| WHAT YOU SHOULD DO |
Your task is to find every line of the data that holds the string "plumage" and copy it.

=-=-=

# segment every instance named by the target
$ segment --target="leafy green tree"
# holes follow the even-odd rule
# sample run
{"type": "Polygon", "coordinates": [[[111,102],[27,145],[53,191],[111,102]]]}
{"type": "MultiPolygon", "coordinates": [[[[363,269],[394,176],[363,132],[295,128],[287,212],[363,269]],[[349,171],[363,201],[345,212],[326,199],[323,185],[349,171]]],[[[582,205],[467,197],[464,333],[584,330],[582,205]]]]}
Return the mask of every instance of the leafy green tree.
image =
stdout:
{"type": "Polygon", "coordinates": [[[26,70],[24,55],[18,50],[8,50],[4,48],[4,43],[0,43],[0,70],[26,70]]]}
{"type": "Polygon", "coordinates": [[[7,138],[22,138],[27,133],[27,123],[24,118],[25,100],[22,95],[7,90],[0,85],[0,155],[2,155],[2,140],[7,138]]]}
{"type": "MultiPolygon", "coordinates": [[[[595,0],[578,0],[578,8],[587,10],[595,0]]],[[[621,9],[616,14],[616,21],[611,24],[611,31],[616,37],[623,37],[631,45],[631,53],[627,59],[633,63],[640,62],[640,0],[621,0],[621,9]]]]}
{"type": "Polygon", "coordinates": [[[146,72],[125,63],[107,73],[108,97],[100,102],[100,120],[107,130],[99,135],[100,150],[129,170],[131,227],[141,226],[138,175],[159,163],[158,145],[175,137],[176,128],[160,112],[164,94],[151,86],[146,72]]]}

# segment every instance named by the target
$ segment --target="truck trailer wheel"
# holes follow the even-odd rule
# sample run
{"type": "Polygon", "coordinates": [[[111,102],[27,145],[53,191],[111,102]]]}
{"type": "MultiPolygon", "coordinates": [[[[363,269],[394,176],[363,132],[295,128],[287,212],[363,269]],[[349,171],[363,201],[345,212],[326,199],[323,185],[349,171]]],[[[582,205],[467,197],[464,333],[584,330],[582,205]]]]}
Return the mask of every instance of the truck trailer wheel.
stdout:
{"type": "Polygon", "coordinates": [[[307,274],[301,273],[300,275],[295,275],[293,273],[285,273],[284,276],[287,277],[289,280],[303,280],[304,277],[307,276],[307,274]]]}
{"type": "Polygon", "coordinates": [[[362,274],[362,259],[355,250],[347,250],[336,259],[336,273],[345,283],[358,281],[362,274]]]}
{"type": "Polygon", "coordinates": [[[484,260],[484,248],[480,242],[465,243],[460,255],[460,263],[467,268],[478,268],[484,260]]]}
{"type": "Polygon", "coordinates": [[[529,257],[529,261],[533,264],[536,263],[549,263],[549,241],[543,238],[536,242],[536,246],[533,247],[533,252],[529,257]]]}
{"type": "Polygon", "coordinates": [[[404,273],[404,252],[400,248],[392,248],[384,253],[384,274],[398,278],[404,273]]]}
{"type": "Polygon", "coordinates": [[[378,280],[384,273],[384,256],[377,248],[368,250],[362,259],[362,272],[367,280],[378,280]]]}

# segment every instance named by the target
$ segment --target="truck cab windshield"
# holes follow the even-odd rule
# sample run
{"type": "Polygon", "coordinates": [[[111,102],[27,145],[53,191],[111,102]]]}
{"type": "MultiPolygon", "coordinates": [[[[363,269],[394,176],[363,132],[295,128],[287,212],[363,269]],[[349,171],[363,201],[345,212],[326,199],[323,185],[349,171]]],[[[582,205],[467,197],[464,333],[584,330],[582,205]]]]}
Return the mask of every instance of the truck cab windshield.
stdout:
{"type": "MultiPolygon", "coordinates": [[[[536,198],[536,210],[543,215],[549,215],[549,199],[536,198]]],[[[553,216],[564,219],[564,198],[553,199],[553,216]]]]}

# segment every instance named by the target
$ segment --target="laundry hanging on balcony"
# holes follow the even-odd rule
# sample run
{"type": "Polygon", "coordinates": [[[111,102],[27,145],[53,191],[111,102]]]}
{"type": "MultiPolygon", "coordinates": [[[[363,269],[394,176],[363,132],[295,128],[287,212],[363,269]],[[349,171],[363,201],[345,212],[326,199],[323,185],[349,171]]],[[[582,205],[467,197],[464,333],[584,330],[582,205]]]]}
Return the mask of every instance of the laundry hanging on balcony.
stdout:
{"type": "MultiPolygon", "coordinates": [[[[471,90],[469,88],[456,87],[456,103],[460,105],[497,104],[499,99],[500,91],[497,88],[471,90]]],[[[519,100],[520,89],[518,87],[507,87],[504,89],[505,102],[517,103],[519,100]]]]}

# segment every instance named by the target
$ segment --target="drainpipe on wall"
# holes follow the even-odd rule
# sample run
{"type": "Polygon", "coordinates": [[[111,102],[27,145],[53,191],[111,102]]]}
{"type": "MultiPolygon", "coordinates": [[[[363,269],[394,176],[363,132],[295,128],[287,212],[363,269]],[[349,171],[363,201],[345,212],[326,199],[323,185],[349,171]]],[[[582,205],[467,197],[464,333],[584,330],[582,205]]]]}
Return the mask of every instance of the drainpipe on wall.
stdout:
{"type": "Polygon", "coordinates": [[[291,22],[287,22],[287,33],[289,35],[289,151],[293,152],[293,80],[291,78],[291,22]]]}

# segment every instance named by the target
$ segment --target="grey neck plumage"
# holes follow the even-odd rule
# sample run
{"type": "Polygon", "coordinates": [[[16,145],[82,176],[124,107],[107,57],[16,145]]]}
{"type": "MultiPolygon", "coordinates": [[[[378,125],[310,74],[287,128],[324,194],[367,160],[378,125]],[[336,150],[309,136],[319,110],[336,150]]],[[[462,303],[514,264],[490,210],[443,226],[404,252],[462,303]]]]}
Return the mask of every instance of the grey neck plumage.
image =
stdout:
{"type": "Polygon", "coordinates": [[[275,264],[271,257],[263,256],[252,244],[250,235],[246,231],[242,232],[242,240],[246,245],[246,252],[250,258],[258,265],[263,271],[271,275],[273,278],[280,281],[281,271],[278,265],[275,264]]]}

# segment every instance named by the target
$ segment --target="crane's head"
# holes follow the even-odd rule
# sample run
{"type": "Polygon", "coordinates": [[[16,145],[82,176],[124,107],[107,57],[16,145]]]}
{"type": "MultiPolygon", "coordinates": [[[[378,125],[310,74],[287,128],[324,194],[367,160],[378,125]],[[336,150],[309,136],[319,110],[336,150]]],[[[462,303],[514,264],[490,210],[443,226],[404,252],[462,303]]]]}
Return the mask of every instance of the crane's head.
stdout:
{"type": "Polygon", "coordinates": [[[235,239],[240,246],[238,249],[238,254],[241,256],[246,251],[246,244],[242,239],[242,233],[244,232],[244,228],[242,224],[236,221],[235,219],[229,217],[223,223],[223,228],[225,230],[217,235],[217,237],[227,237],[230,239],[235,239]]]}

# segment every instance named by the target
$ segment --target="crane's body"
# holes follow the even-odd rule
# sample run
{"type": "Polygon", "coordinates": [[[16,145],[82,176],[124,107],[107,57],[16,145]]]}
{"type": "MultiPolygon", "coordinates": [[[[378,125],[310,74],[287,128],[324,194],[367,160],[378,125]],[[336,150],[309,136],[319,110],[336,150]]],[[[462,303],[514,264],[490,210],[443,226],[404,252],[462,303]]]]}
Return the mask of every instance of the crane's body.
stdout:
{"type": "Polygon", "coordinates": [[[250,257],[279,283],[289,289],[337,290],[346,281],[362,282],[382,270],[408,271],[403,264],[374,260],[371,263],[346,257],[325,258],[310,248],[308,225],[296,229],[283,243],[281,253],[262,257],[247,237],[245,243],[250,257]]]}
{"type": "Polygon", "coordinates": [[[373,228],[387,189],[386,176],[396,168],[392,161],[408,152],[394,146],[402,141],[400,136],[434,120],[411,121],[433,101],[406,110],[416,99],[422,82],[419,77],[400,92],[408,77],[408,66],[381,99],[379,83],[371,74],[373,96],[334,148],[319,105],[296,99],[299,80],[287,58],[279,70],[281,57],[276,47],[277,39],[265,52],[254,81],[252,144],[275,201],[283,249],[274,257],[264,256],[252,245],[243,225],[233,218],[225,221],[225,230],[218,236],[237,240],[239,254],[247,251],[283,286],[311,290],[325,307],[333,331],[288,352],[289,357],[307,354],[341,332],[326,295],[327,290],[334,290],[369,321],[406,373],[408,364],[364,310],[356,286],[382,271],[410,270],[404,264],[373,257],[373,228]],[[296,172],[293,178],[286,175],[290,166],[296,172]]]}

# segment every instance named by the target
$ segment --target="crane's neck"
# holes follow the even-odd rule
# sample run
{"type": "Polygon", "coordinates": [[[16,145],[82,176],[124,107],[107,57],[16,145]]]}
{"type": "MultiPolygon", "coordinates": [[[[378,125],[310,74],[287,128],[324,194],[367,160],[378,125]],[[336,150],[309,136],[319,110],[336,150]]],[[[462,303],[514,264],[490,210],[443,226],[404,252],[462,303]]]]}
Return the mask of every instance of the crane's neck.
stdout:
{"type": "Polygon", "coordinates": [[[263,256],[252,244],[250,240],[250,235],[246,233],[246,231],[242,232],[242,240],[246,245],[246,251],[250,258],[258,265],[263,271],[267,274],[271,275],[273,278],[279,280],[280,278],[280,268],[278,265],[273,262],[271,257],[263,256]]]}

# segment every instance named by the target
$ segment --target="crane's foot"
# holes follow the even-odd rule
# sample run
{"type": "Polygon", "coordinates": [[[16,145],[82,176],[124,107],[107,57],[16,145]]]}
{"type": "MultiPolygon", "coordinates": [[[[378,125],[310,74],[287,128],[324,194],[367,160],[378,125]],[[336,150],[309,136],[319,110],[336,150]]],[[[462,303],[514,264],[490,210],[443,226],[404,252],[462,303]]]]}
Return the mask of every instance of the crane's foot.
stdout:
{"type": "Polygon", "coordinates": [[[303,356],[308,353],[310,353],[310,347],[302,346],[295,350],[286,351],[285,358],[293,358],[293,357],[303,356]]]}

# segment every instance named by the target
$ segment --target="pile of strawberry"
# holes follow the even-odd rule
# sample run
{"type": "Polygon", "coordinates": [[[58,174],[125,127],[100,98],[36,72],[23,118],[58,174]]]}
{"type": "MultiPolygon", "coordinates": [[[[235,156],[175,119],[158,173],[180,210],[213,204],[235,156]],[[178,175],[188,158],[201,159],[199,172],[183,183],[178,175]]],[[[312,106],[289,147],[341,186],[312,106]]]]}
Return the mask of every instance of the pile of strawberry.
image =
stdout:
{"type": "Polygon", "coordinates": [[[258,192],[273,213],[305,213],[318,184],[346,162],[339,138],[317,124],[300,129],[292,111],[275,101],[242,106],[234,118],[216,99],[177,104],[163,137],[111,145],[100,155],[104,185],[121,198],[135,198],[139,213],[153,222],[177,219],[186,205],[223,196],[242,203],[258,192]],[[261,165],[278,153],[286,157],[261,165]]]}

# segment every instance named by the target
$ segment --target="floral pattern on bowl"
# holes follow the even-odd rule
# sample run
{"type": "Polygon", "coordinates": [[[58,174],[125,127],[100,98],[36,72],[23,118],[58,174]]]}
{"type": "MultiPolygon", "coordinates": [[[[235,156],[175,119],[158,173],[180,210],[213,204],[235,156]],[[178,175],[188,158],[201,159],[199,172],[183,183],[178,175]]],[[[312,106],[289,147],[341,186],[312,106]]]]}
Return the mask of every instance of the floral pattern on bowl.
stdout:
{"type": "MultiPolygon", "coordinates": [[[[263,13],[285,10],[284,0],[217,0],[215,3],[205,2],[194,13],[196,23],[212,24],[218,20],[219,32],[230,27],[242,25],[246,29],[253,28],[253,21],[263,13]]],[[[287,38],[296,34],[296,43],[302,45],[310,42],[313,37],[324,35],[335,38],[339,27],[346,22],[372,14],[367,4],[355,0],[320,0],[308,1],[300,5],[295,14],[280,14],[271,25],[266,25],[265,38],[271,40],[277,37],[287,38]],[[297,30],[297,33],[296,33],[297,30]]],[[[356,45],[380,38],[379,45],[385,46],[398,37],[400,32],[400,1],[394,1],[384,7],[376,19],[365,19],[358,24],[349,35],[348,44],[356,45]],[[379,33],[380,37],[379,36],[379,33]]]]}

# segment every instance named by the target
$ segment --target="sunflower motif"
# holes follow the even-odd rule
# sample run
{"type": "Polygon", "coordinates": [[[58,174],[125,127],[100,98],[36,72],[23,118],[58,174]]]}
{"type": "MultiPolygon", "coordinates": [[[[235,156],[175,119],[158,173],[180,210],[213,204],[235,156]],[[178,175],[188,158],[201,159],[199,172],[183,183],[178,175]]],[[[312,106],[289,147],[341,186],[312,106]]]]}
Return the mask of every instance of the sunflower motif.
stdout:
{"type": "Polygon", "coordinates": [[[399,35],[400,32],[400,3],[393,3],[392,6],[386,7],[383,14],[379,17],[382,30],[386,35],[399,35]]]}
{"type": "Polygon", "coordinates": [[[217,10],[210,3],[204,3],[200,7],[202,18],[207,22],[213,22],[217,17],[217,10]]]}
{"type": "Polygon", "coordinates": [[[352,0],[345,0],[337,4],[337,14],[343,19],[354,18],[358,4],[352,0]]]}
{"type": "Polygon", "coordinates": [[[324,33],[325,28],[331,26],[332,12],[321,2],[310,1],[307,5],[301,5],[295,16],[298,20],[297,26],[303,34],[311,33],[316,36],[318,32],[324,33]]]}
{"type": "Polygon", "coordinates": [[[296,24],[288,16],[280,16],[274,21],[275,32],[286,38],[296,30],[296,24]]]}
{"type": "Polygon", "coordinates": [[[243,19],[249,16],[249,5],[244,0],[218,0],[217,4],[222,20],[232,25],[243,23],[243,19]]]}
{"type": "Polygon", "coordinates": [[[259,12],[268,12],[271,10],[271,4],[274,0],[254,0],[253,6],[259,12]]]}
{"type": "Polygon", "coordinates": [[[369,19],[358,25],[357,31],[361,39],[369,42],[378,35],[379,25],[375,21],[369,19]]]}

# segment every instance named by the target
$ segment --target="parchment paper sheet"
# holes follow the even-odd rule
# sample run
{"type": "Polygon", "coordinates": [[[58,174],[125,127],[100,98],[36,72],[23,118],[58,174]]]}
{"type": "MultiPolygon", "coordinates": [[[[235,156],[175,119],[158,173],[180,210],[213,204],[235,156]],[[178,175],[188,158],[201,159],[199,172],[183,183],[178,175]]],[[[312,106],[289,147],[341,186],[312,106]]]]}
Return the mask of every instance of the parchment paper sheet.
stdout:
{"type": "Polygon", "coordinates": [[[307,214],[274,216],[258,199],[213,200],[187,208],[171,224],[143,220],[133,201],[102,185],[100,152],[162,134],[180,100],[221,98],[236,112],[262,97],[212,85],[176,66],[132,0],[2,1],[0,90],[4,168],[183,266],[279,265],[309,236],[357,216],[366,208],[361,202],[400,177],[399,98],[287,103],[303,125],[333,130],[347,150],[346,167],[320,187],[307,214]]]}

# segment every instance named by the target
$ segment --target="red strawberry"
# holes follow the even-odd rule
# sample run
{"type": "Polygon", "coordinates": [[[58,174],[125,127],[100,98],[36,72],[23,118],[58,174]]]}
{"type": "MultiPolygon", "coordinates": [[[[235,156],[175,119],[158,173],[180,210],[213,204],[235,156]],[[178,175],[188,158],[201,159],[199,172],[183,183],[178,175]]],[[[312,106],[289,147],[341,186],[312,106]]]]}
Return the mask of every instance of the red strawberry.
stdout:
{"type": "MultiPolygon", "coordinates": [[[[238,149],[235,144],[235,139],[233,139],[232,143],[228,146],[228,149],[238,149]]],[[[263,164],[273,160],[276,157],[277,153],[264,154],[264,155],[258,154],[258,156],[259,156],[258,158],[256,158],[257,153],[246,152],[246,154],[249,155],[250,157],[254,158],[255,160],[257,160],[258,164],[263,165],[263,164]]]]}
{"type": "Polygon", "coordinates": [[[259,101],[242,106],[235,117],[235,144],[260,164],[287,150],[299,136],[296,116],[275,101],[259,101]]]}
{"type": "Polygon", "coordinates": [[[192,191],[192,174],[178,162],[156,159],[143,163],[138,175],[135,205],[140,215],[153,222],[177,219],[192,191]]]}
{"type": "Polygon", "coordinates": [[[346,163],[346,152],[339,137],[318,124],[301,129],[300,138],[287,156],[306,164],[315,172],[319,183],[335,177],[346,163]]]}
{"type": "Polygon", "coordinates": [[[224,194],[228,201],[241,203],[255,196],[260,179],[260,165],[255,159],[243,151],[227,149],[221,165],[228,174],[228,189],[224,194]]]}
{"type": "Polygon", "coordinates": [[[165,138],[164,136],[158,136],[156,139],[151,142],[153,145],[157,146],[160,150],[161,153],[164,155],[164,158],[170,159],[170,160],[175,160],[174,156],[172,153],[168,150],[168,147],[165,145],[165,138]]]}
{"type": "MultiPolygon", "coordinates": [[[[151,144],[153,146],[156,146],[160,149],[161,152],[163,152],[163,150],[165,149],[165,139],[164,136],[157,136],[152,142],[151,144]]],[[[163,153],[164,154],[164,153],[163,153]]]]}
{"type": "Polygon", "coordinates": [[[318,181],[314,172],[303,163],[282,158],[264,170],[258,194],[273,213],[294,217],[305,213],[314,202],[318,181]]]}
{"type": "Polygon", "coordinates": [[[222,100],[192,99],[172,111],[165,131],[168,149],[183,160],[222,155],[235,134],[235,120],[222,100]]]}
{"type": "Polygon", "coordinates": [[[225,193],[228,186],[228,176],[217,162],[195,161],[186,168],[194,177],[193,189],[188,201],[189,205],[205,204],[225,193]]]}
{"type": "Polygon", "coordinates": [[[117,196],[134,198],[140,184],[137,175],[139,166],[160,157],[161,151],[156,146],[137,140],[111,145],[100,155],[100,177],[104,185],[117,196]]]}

=-=-=

| EXERCISE RESPONSE |
$ segment --target="grey neck plumage"
Return the mask of every instance of the grey neck plumage.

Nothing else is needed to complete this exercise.